##### Information shown #####

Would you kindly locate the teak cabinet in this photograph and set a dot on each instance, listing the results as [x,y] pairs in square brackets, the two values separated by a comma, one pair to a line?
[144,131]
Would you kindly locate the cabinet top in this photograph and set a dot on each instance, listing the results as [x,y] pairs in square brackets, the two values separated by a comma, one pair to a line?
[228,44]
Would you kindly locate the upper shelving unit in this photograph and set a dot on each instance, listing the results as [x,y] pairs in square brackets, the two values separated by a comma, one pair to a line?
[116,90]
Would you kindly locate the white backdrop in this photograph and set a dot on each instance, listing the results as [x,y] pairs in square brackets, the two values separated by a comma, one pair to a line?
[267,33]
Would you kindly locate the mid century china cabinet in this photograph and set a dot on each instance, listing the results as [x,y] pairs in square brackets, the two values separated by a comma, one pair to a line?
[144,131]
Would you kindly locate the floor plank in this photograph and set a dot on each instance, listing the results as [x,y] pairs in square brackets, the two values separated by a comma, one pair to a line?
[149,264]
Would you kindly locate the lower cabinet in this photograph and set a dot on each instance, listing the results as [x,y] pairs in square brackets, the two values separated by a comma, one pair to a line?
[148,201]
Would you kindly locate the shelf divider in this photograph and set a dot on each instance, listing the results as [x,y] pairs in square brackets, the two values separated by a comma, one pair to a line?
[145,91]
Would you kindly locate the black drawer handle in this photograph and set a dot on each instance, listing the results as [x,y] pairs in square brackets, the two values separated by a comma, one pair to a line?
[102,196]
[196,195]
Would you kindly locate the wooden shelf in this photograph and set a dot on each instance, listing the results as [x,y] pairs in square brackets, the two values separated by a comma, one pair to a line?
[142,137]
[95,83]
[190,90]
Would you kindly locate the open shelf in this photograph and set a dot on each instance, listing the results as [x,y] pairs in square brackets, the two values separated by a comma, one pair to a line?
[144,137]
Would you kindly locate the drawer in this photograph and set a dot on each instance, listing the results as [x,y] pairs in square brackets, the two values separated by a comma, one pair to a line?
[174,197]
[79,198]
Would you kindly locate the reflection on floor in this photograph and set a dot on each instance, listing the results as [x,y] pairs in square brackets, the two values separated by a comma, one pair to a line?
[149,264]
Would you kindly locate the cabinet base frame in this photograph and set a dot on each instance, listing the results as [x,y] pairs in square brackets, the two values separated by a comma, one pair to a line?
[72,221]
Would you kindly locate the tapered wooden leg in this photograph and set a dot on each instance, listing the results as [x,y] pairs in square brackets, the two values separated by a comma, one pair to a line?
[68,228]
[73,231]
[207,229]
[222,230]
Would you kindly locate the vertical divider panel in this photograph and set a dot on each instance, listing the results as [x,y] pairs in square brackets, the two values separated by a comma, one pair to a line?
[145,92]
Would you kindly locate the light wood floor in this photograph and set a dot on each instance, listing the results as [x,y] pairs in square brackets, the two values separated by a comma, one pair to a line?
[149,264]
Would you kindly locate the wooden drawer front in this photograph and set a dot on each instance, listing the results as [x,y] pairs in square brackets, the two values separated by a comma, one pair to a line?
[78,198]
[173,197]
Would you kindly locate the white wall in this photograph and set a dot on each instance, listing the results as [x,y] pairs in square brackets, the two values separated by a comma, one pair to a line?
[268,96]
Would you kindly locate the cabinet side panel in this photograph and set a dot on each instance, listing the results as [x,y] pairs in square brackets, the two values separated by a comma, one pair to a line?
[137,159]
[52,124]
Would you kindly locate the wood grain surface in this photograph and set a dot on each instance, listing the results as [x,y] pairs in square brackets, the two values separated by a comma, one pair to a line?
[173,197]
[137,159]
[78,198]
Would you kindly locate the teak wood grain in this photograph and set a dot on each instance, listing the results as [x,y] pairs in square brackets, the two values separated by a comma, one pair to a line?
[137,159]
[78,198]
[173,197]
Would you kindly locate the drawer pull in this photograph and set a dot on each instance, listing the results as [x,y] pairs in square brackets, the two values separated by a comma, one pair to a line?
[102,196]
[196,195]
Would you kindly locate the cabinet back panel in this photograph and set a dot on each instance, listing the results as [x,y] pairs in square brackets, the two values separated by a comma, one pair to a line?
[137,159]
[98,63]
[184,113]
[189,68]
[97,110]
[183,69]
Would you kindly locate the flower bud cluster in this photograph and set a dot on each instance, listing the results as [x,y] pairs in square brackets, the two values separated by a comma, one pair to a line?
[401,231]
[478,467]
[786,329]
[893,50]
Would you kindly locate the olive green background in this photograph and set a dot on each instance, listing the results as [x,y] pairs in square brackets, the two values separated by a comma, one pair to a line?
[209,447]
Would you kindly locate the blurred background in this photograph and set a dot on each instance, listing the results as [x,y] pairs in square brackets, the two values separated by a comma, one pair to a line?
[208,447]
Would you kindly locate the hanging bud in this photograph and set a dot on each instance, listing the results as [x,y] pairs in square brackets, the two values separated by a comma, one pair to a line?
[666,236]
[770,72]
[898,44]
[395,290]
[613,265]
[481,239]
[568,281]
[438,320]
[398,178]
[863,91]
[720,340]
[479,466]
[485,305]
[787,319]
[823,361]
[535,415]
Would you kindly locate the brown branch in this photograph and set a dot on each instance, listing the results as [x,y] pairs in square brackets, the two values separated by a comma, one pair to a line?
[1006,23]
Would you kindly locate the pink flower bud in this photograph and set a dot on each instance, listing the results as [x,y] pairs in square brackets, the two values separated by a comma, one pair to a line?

#####

> _Exercise details_
Set down the material above again, word for word.

> _Answer for this exercise_
Would you kindly locate the teak cabinet in this photograph and set a dot on each instance, listing the results as [x,y] pairs in square brackets, the two values separated by a comma, one pair to a line?
[144,131]
Would you kindly locate the cabinet top in this photograph and set a dot on each instance, listing the results as [x,y] pairs in square brackets, the two values separated by a comma, one pair to a line?
[228,44]
Would you kindly locate the upper shelving unit in this photograph and set a dot on each instance, listing the results as [x,y] pairs in square brackets, the two values separated by a comma, one pair to a line?
[116,90]
Would you kindly locate the white backdrop in this photograph and set a dot on each instance, listing the results as [x,y] pairs in square brackets, the two values separated by a comma, one pair to a line?
[267,33]
Would you kindly locate the mid century china cabinet in this photograph and set a dot on each instance, listing the results as [x,y] pairs in square brackets, the two values separated by a comma, one pair to a line?
[144,131]
Would you kindly locate the floor plank in this photograph and set a dot on each instance, listing the results as [x,y] pairs in square brackets, the two values separated by a comma, one pair to a line?
[149,264]
Would you kindly locate the lower cabinet in this photograph and set a dot on each instance, listing the results as [x,y] pairs in square brackets, the two values separated by a comma, one pair to a line?
[148,201]
Would you kindly locate the shelf divider in this photograph and set a dot on each instance, listing the results as [x,y] pairs in square brackets, the two values separated by a comma, one pair to a line?
[145,91]
Would you kindly locate the black drawer handle in this photograph and set a dot on each instance, listing the results as [x,y] pairs in square brackets, the two values separated by a comma, one pair to a line?
[102,196]
[196,195]
Would you kindly locate the wooden shelf in this photograph and set a dot on each instance, listing the results as [x,y] pairs in square brackets, the two values separated by a comma, one pair to a line?
[142,137]
[95,83]
[190,90]
Would you kindly locate the open shelf in this photograph and set a dot on each instance, listing the results as [x,y] pairs in square brackets, the two values separated by a comma, one pair to a line?
[144,137]
Would you kindly locate the drawer in this photograph and set a dot on each instance, listing the results as [x,y] pairs in square brackets, the two values separated by a comma, one pair to a line?
[174,197]
[79,198]
Would you kindly locate the reflection on floor in this photograph and set a dot on each instance, listing the results as [x,y] pairs in square brackets, the two values separated by a comma, one pair to a line?
[149,264]
Would you kindly locate the cabinet base frame in this photograph and set a dot on each instance, listing the results as [x,y] pairs in square brackets, the two values separated by a comma, one pair to a line?
[72,221]
Would you kindly locate the tapered wooden leg in this photograph and set a dot on each instance, listing the results as [x,y] pairs in square brackets, the two values separated by a comma, one pair to a line?
[68,228]
[73,231]
[207,229]
[222,230]
Would you kindly locate the vertical divider panel in this photograph and set a dot on each instance, listing the results as [x,y] pairs in square brackets, the two values separated by a comma, one pair to a line?
[145,92]
Would you kindly locate the light wood floor in this photograph and set a dot on each instance, listing the results as [x,y] pairs in square brackets, the two values separated by a comma, one pair to a line?
[149,264]
Would you kindly locate the wooden drawer front in this photograph and set a dot on each instance, listing the results as [x,y] pairs in square brackets, the two values separated by a comma, one pair to a line?
[78,198]
[173,197]
Would you kindly locate the white wall in this photograph and set a dot on each instance, listing the results as [x,y] pairs in square brackets, the two values separated by a comma, one pair to a line?
[268,96]
Would you kindly locate the cabinet side panel in this photograph and set a dot on each instance, listing the results as [x,y] pairs in square brackets, the two values separated by a comma, one pair to a line?
[137,159]
[52,124]
Would you kindly locate the wood grain surface in this photograph and set a dot on each instance, listing the results as [x,y] pairs in square brackets, the two values separated by a comma, one pair to a line?
[173,197]
[137,159]
[78,198]
Would you kindly locate the teak wood grain in this photograph and set a dot on each instance, listing the results as [x,y] pairs in square brackets, the two values separated by a comma, one pair to a line?
[137,159]
[78,198]
[173,197]
Would you kindly locate the drawer pull in this photograph and set a dot on each instance, listing the results as [x,y] pairs in square brackets, the two values separated by a comma, one pair to a line?
[102,196]
[196,195]
Would you kindly locate the cabinet back panel in this photograph and set a dot on each instance, listing the results as [x,y] pairs in square brackets, the two values separated by a comma, one pair to a line?
[137,159]
[98,63]
[184,113]
[189,68]
[97,110]
[183,69]
Would you kindly locate the flower bud cluster in this photograph and set a dot on each instance, listing the results as [x,y] pairs in square brackets, the two values separated by a comma, one pair to a line?
[401,231]
[478,467]
[786,329]
[893,50]
Would you kindly locate the olive green background in this photograph and set a dot on each instance, listing the results as [x,y] pairs in square brackets, the two values separated by a comma, one pair to a line?
[209,447]
Would you kindly locate the blurred background in this photograph and set a dot on each instance, listing the results as [x,y] pairs in square brackets, the two values separated by a comma, one pair to a line?
[208,447]
Would you kindly locate the hanging bud in this photograph and set a dot on each instance, listing the results as [x,y] pairs in square brackets, the two values separated by a comma, one pair to a line?
[666,236]
[770,72]
[898,44]
[395,290]
[613,265]
[481,239]
[568,281]
[438,320]
[398,178]
[863,91]
[720,340]
[479,466]
[485,305]
[787,319]
[823,361]
[535,415]
Would you kindly locate the brown branch in this photograph and set a dot on each instance, listing the results as [x,y] pairs in square brackets, the two values separated by a comma, one pair to a line?
[1006,23]
Would you kindly locate the pink flower bud in this photograph and set a dot on each instance, listing the results as [x,y] pairs in square brackets, the two values separated by a comma, one pair to a line?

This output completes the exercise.